** Material provided follows **

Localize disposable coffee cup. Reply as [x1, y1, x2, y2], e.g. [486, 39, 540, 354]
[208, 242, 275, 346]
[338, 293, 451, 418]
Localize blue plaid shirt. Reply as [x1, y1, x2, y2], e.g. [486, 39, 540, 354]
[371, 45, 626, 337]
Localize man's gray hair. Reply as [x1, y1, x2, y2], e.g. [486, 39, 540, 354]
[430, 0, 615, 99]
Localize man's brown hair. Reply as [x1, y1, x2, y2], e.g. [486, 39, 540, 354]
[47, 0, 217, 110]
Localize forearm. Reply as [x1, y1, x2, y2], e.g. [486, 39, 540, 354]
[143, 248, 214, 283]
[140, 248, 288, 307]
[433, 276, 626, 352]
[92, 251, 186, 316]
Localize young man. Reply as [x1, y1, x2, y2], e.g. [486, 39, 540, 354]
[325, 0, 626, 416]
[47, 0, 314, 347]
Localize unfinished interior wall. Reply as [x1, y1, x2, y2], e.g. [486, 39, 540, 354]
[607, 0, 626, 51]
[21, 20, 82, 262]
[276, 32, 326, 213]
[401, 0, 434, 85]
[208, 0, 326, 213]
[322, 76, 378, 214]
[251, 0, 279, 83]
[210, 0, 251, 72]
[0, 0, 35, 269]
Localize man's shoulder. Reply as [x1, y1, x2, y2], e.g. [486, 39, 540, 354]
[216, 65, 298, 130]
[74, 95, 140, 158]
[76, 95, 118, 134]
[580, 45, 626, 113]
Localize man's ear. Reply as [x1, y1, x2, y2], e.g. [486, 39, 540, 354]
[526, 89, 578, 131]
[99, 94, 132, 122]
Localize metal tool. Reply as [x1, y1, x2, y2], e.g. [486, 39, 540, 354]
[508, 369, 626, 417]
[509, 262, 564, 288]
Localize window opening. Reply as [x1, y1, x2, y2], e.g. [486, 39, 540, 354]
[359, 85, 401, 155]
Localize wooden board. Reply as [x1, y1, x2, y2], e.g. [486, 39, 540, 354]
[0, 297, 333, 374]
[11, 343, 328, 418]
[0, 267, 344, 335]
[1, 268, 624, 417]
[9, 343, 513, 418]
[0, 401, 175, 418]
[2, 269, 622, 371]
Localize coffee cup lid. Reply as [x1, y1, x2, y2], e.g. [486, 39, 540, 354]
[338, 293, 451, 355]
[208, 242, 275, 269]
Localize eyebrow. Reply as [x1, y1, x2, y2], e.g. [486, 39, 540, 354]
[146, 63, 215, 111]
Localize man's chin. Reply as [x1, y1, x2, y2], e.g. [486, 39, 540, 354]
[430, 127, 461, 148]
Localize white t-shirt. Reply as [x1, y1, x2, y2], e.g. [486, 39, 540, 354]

** End of Material provided **

The full set of lines above should be retyped without a single change.

Localize disposable coffee cup. Reply as [x1, y1, x2, y2], e.g. [486, 39, 540, 354]
[208, 242, 275, 346]
[338, 293, 451, 418]
Localize blue plaid shirt. Reply as [x1, y1, x2, y2], e.g. [486, 39, 540, 354]
[371, 45, 626, 337]
Localize man's gray hair. Reply as [x1, y1, x2, y2], e.g. [486, 39, 540, 354]
[430, 0, 615, 99]
Localize man's brown hair. Reply as [x1, y1, x2, y2], e.g. [486, 39, 540, 354]
[47, 0, 217, 110]
Localize forearm. Reply as [x1, y1, x2, y2], e.g. [486, 39, 540, 354]
[143, 248, 214, 283]
[140, 248, 288, 307]
[433, 276, 626, 352]
[92, 251, 186, 316]
Localize young man. Reply as [x1, y1, x2, y2], e.g. [486, 39, 540, 354]
[325, 0, 626, 416]
[47, 0, 314, 347]
Localize unfinished interior wall. Reply as [x1, y1, x2, y2], e.g. [486, 39, 540, 354]
[607, 0, 626, 51]
[21, 20, 82, 262]
[276, 32, 326, 213]
[401, 0, 434, 85]
[208, 0, 326, 213]
[322, 76, 378, 214]
[251, 0, 279, 83]
[210, 0, 251, 72]
[0, 0, 35, 269]
Localize man's shoulder. Reply as [x1, y1, x2, y2], e.g. [486, 39, 540, 354]
[216, 65, 298, 130]
[74, 95, 140, 158]
[76, 95, 118, 134]
[580, 45, 626, 113]
Localize man's ear. Reply as [x1, y1, x2, y2], e.g. [486, 39, 540, 354]
[526, 89, 578, 131]
[99, 94, 132, 122]
Localize metal tool. Reply as [x1, y1, x2, y2], e.g. [486, 39, 540, 354]
[508, 369, 626, 417]
[509, 262, 564, 288]
Localize window opening. Reply as [x1, y1, x2, y2], e.g. [486, 39, 540, 354]
[359, 85, 401, 155]
Localize wooden board. Reply as [x1, y1, x2, y2], e.g. [486, 39, 540, 354]
[0, 297, 333, 374]
[11, 343, 328, 418]
[0, 267, 344, 335]
[1, 268, 624, 417]
[9, 343, 513, 418]
[0, 401, 175, 418]
[2, 269, 622, 371]
Localize coffee cup lid. Reply as [x1, y1, x2, y2], e.g. [486, 39, 540, 354]
[338, 293, 451, 355]
[208, 242, 275, 269]
Localize eyebrow. Reply as [x1, y1, x2, y2], e.g. [486, 39, 540, 354]
[146, 63, 215, 111]
Localize man's chin. Reply as [x1, y1, x2, y2], e.g. [486, 39, 540, 354]
[430, 127, 461, 148]
Localize white t-shirt. Reply as [x1, y1, x2, y2], e.g. [486, 39, 540, 354]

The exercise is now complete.